> _Ihre Aufgabe_
Übernehmen Sie aus der Buchvorstellung wortgetreu den Abschnitt von "Buchvorstellung" bis "wenig Ähnlichkeit auf.".

> _Quelltext_

Buchvorstellung
Der Schein trügt. Was im Gewand eines Abenteuerbuches für junge Männer der 60er Jahre daherkommt, ist viel mehr als nur eine Geschichte von der Jagd auf ein großes Raubtier der Hochsee. Der Titel Das Buch vom Meer wurde dem Eishaiangeln bewusst vorangestellt, denn der norwegische Autor Morten A. Strøksnes verfasste ein literarisches Sachbuch über das Meer, seine Geschichte und seine Bewohner. Mit Macho-Geschichten über große weiße Jäger weist es wenig Ähnlichkeit auf.

> _Gespeicherte Einträge aus einer Sammlung_
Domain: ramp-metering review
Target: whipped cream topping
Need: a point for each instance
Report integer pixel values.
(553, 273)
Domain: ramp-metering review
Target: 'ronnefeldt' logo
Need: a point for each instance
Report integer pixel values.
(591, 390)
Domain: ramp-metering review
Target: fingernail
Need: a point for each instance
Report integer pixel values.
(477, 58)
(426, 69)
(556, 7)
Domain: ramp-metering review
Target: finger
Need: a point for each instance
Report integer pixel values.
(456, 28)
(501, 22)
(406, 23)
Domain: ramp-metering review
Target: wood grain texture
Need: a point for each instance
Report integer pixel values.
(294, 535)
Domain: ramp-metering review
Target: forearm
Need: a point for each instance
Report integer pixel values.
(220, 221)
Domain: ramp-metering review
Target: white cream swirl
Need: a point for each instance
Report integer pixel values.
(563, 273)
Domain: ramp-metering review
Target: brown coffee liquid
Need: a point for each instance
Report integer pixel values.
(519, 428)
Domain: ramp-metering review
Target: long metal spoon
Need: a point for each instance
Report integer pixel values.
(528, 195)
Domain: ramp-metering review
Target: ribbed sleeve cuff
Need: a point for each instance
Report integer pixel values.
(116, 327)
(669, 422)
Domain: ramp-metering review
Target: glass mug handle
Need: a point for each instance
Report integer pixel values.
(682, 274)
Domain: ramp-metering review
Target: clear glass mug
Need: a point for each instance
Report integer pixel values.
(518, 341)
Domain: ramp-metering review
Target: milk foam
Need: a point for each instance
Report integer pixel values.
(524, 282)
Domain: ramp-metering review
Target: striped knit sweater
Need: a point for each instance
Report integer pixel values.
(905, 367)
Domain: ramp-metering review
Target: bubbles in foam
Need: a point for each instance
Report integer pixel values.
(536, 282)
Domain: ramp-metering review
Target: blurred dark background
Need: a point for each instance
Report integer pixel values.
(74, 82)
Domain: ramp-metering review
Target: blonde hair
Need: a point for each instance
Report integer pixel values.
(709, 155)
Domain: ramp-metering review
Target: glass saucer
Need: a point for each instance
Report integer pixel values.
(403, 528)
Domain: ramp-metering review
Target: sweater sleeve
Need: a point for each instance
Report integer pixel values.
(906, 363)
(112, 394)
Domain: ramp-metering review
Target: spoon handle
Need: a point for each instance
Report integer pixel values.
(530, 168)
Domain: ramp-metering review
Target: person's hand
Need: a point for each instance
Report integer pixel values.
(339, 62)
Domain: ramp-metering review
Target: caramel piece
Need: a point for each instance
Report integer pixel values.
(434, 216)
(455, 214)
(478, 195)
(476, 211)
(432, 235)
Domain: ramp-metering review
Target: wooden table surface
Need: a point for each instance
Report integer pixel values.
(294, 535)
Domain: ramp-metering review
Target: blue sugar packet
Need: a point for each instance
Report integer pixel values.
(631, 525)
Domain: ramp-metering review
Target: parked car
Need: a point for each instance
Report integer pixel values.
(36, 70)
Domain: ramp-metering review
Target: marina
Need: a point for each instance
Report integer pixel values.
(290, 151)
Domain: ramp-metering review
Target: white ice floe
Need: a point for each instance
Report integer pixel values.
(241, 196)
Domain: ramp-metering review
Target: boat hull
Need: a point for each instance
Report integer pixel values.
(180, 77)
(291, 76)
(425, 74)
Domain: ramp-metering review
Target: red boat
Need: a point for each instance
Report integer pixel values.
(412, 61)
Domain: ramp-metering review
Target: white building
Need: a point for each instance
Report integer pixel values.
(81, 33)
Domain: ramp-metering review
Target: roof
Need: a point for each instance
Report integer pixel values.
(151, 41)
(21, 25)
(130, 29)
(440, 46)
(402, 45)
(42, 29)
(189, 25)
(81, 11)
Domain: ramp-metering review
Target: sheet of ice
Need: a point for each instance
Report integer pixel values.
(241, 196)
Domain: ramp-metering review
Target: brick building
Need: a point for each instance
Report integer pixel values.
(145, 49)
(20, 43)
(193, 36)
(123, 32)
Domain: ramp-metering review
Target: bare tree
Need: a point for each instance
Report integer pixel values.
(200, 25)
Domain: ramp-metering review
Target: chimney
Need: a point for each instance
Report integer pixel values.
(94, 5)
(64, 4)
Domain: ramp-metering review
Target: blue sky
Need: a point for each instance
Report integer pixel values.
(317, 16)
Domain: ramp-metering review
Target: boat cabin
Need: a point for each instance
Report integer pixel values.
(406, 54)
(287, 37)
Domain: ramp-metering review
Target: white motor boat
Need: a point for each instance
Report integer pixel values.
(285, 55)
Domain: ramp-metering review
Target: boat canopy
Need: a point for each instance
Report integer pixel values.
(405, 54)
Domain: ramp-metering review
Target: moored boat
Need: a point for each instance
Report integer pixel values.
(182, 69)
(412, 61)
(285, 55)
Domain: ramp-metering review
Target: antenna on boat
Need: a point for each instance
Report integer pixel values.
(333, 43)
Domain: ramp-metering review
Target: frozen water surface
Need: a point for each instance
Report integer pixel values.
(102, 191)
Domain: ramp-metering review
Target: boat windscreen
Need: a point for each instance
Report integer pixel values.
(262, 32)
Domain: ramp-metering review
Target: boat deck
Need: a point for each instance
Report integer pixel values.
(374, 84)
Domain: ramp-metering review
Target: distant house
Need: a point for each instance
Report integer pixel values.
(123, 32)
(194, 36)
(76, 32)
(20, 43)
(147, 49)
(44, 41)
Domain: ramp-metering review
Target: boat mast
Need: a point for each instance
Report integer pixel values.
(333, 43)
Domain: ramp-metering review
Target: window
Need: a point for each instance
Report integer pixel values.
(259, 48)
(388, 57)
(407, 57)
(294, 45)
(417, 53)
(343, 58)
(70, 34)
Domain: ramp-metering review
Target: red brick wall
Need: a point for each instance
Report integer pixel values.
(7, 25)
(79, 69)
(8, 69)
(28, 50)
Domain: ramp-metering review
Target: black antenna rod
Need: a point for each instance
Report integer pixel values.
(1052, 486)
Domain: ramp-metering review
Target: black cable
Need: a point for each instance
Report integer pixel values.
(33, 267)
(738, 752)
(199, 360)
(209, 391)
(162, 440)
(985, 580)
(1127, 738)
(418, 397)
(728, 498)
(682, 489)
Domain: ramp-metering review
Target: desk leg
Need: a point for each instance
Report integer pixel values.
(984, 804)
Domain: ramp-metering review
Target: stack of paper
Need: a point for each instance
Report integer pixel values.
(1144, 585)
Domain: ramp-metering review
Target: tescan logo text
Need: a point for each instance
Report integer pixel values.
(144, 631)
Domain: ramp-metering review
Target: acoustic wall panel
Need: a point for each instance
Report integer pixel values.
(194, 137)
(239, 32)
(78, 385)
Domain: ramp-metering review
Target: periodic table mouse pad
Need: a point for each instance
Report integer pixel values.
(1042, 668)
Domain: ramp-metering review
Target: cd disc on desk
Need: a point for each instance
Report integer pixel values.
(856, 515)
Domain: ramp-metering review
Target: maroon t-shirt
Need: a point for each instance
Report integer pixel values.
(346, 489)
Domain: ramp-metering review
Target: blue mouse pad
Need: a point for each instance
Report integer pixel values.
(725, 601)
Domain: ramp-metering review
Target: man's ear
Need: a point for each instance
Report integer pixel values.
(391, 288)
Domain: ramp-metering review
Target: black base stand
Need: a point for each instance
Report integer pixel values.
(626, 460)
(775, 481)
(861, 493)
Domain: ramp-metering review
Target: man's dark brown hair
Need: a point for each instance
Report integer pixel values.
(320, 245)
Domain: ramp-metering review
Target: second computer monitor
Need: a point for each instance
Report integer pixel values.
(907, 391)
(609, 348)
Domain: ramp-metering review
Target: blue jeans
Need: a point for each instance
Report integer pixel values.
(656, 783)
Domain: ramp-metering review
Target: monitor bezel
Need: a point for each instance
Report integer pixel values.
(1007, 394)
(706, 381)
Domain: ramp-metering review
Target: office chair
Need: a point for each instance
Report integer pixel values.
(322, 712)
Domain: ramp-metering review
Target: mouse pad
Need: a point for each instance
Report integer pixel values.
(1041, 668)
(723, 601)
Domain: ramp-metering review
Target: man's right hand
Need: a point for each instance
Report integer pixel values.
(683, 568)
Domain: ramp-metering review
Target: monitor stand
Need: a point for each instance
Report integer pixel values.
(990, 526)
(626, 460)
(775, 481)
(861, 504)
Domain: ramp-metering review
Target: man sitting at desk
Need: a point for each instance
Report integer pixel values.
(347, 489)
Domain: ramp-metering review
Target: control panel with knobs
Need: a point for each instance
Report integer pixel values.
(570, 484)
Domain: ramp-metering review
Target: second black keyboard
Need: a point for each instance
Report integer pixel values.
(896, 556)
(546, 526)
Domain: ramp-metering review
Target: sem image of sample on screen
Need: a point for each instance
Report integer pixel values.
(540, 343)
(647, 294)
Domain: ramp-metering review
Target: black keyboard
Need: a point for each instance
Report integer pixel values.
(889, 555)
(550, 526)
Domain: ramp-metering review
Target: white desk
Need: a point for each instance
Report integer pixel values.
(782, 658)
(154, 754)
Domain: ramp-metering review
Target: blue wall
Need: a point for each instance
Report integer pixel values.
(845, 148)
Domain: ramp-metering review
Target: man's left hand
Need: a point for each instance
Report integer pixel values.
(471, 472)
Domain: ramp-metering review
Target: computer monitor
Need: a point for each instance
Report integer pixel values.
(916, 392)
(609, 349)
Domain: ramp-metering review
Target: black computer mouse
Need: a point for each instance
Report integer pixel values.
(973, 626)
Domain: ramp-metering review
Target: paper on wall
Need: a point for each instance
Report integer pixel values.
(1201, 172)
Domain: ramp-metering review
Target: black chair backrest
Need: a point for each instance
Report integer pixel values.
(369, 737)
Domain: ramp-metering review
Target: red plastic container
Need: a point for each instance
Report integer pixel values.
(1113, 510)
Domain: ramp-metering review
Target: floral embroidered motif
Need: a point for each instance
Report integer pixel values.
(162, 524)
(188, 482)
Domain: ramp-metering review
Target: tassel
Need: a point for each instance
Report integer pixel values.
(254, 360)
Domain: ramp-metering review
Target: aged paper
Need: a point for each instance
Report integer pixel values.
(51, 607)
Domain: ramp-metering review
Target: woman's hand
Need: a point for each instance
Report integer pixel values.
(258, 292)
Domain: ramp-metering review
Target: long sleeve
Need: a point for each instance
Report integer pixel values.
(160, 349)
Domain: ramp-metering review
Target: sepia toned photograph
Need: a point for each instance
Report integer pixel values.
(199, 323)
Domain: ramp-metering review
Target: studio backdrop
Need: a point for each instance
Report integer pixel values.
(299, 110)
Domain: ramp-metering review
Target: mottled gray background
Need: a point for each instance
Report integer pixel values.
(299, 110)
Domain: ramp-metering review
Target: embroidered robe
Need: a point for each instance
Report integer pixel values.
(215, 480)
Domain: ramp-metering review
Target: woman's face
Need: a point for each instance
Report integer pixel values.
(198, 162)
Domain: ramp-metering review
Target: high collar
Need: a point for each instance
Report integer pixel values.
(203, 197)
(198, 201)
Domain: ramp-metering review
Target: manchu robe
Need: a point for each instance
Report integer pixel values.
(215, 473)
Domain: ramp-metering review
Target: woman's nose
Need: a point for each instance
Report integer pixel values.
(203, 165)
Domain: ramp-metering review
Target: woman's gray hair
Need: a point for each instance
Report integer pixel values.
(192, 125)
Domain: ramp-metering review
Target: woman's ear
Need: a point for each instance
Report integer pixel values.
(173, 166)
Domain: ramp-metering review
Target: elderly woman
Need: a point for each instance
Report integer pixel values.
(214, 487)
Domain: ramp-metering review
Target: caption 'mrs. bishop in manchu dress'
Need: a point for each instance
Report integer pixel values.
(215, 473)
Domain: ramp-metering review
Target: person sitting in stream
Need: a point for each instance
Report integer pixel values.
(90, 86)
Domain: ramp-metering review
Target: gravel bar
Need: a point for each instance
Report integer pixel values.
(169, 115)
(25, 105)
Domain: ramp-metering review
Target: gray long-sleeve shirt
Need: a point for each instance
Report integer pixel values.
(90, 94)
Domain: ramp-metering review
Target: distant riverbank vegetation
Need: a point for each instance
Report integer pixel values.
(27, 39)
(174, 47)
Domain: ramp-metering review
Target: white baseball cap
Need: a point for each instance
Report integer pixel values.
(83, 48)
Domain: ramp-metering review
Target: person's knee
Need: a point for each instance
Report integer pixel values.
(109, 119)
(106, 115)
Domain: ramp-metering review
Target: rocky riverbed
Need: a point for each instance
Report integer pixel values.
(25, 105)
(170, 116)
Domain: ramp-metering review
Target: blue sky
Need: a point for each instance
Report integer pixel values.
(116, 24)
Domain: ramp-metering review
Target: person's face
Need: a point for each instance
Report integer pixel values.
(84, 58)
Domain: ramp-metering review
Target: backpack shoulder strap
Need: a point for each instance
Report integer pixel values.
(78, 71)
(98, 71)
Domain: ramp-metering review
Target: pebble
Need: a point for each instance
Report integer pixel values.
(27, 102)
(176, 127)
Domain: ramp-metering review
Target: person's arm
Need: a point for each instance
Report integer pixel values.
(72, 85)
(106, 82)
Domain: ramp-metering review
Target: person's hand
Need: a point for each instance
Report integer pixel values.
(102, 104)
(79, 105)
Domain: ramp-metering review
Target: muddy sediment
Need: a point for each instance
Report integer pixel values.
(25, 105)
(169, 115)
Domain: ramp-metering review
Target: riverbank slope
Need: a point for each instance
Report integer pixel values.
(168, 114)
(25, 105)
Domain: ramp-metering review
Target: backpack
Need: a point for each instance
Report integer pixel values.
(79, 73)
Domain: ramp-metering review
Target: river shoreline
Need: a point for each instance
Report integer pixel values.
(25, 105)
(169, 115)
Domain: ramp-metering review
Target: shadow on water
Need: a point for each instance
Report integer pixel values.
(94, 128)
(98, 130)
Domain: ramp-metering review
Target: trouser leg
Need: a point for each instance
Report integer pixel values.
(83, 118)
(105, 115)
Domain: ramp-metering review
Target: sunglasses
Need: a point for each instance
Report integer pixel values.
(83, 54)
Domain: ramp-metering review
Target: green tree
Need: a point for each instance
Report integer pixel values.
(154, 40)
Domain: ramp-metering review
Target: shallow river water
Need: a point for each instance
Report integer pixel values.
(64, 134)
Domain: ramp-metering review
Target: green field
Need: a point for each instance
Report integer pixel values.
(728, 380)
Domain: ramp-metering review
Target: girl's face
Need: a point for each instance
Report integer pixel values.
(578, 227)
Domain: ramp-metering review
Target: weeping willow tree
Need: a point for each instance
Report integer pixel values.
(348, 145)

> _Ergebnis der Aufgabe_
Buchvorstellung
Der Schein trügt. Was im Gewand eines Abenteuerbuches für junge Männer der 60er Jahre daherkommt, ist viel mehr als nur eine Geschichte von der Jagd auf ein großes Raubtier der Hochsee. Der Titel Das Buch vom Meer wurde dem Eishaiangeln bewusst vorangestellt, denn der norwegische Autor Morten A. Strøksnes verfasste ein literarisches Sachbuch über das Meer, seine Geschichte und seine Bewohner. Mit Macho-Geschichten über große weiße Jäger weist es wenig Ähnlichkeit auf.